▽

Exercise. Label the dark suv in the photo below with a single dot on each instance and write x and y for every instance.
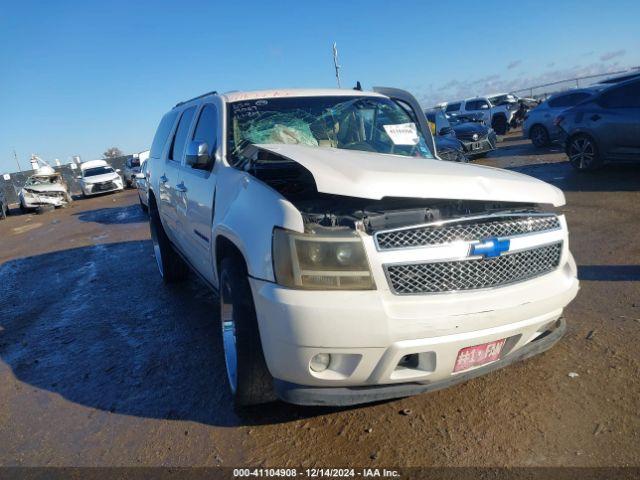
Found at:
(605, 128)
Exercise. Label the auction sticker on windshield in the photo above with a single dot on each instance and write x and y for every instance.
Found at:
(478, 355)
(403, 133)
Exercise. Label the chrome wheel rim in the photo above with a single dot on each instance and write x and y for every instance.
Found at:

△
▽

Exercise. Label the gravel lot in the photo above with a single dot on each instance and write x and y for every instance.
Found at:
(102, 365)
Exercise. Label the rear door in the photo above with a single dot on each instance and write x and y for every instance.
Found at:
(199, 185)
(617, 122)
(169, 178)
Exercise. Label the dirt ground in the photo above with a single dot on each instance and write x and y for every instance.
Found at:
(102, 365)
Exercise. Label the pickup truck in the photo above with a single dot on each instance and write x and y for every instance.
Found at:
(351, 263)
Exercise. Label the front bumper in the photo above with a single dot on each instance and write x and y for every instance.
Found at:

△
▽

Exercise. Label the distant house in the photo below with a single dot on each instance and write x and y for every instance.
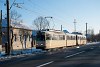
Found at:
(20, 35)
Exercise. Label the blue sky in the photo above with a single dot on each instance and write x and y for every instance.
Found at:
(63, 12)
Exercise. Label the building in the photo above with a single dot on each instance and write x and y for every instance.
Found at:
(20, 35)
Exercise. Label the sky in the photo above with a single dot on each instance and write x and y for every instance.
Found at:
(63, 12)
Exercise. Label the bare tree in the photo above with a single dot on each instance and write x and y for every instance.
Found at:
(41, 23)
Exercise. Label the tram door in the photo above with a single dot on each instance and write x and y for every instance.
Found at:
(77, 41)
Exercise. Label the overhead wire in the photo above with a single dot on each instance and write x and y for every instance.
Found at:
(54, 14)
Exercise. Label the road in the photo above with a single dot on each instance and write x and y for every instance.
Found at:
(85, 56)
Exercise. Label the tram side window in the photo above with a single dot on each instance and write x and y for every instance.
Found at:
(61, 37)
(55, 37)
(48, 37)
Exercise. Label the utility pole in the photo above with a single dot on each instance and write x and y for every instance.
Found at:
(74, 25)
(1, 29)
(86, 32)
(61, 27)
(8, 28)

△

**Task to carry out**
Which lines in the records above contain the string "tram"? Return each such line in full, and treat uppercase and lowercase letters as different.

**Answer to the task**
Exercise. Label the tram door in the photo above with a single dot on each instance and write x and y for every instance.
Exercise. Label the tram side window in the photo above with a single dot on each instance and write x and y for every instance.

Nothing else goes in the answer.